— Problem description —
Reproduce the material below verbatim, keeping every line in its original order.

— Data for this exercise —
╔══

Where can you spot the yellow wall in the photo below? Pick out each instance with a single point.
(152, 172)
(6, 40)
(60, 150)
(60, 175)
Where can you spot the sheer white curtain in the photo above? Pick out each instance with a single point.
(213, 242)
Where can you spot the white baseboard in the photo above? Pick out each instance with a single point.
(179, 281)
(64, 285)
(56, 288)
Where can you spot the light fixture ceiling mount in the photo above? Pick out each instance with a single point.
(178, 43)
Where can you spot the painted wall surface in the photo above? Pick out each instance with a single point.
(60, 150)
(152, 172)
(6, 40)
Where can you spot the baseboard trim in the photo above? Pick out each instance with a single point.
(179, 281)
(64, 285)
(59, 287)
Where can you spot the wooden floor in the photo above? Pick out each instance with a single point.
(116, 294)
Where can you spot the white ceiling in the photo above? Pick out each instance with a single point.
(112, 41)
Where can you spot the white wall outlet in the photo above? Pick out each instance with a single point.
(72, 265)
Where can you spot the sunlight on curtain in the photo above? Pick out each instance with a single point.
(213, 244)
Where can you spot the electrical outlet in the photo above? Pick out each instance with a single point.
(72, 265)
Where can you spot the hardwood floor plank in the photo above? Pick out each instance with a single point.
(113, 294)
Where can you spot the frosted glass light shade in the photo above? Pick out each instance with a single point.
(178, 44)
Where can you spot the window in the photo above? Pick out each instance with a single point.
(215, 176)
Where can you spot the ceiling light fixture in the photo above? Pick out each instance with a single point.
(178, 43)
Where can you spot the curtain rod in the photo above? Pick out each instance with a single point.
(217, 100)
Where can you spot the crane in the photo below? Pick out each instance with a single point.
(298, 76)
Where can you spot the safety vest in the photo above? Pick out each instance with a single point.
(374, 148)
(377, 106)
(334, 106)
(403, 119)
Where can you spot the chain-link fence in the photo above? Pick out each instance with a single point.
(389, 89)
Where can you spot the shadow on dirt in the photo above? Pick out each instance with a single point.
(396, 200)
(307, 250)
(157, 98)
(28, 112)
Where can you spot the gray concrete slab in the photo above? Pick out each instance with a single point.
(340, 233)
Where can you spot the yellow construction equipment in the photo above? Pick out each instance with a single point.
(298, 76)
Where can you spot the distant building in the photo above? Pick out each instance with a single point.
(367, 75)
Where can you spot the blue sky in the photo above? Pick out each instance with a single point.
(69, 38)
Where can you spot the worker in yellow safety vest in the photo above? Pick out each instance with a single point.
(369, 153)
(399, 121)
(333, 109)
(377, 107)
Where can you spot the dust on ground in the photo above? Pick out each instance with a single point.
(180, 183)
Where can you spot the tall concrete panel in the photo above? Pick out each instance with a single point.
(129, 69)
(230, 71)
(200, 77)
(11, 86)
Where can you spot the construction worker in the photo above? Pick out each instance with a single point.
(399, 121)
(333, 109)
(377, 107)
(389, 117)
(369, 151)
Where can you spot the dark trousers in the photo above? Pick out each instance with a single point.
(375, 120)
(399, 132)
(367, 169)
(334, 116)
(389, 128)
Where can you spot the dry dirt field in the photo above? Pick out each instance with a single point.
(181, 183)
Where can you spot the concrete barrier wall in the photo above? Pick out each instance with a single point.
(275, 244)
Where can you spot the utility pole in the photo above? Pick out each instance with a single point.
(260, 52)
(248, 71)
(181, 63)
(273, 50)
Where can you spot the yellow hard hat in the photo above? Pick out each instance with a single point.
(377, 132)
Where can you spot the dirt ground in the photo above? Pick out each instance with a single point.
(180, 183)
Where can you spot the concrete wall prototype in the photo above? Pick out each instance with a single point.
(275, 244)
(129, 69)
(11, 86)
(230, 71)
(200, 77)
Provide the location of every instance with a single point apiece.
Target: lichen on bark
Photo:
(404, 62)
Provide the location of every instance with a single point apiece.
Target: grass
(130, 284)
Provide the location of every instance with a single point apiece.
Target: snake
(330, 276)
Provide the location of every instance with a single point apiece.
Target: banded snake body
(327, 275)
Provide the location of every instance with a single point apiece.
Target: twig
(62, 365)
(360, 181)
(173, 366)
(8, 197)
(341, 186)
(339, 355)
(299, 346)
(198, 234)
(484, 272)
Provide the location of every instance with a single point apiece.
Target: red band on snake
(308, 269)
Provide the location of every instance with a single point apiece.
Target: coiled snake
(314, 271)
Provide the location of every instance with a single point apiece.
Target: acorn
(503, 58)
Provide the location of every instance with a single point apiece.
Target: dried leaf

╚══

— Expected answer —
Where can you spot the yellow wall in the photo below? Pick out each instance with a single point.
(152, 172)
(6, 40)
(60, 150)
(60, 175)
Where can you spot the sheer white curtain in the photo above? Pick out each instance with a single point.
(213, 242)
Where can you spot the white baseboard in the photo above? Pick out each instance with a single point.
(179, 281)
(64, 285)
(56, 288)
Where can you spot the light fixture ceiling mount in the photo above? Pick out each instance with a single point.
(178, 43)
Where can you spot the painted wall surface in the photo above? Pick out each instance with a single point.
(60, 150)
(152, 172)
(6, 40)
Where can you spot the baseboard trim in the photo above? Pick out each instance with a single point.
(179, 281)
(64, 285)
(59, 287)
Where can you spot the wooden floor in the photo above? Pick out each instance with a single point.
(116, 294)
Where can you spot the white ceiling in the photo above? Pick out each instance with a single point.
(112, 41)
Where can you spot the white wall outlet in the photo above? Pick out each instance with a single point.
(72, 265)
Where can you spot the sunlight on curtain in the photo above? Pick out each instance with a single point.
(213, 244)
Where can you spot the electrical outlet in the photo above? Pick out each instance with a single point.
(72, 265)
Where can you spot the hardwood floor plank in the photo above? Pick out each instance with a single point.
(113, 294)
Where can you spot the frosted glass light shade in the photo above? Pick out each instance with a single point.
(178, 44)
Where can you spot the window in the photo above? Pick out each instance with a single point.
(215, 176)
Where can you spot the ceiling light fixture in the photo above? Pick out each instance with a single point.
(178, 43)
Where can you spot the curtain rod in the photo above? Pick out each instance with a single point.
(217, 100)
Where can you spot the crane in the photo below? Pick out each instance with a single point.
(298, 76)
Where can you spot the safety vest in the photo above? Pick out each instance with a single point.
(374, 148)
(377, 106)
(334, 106)
(403, 119)
Where can you spot the chain-link fence in the photo above? Pick out each instance with a single point.
(389, 89)
Where can you spot the shadow on dirt in the photo above? Pick out each instance with a single point.
(396, 200)
(307, 250)
(157, 98)
(28, 112)
Where can you spot the gray concrete slab in the photo above? Pick out each instance with a single point.
(340, 233)
Where can you spot the yellow construction equipment in the photo above? Pick out each instance with a single point.
(298, 76)
Where can you spot the distant building in the photo above? Pick out each instance with a single point.
(367, 75)
Where can you spot the blue sky in the photo above? Pick out each instance with a single point.
(69, 38)
Where can you spot the worker in yellow safety vest in the photo above? Pick out each instance with a single point.
(369, 153)
(399, 121)
(333, 109)
(377, 107)
Where can you spot the dust on ground in the photo above? Pick out each instance with a single point.
(180, 183)
Where can you spot the tall concrete panel in the photo above? Pick out each instance with a single point.
(129, 69)
(230, 71)
(200, 77)
(11, 86)
Where can you spot the construction worker in the photo above? Pick out each instance with a single point.
(399, 121)
(333, 109)
(377, 107)
(389, 117)
(369, 151)
Where can you spot the dark trousers in the photo above? Pick out each instance with a single point.
(375, 120)
(399, 132)
(367, 169)
(334, 116)
(389, 128)
Where can you spot the dry dirt field in the photo above? Pick out each instance with a single point.
(181, 183)
Where can you spot the concrete barrier wall in the photo above? Pick out each instance with a single point.
(275, 244)
Where can you spot the utility pole in the photo above? Pick out each instance with a single point.
(260, 52)
(248, 71)
(181, 63)
(273, 50)
Where can you spot the yellow hard hat in the photo above? Pick out each instance with a single point.
(377, 132)
Where can you spot the dirt ground in the photo above? Pick out each instance with a single point.
(180, 183)
Where can you spot the concrete wall prototype in the photo above? Pick out each instance with a single point.
(275, 244)
(129, 69)
(11, 86)
(230, 71)
(200, 77)
Provide the location of every instance with a single point apiece.
Target: lichen on bark
Photo:
(404, 62)
Provide the location of every instance with a single point apiece.
Target: grass
(130, 284)
Provide the location of every instance with a single point apiece.
Target: snake
(330, 276)
Provide the location of every instance with a single point apiece.
Target: banded snake body
(327, 275)
Provide the location of every instance with a single point apiece.
Target: twig
(62, 365)
(360, 181)
(173, 366)
(8, 197)
(341, 186)
(339, 355)
(299, 346)
(198, 234)
(484, 272)
Provide the location of every instance with a single point apiece.
Target: red band on snake
(308, 269)
Provide the location of every instance with a single point apiece.
Target: coiled snake
(314, 271)
Provide the location of every instance with a single point apiece.
Target: acorn
(503, 58)
Provide the location of every instance with a single point apiece.
Target: dried leaf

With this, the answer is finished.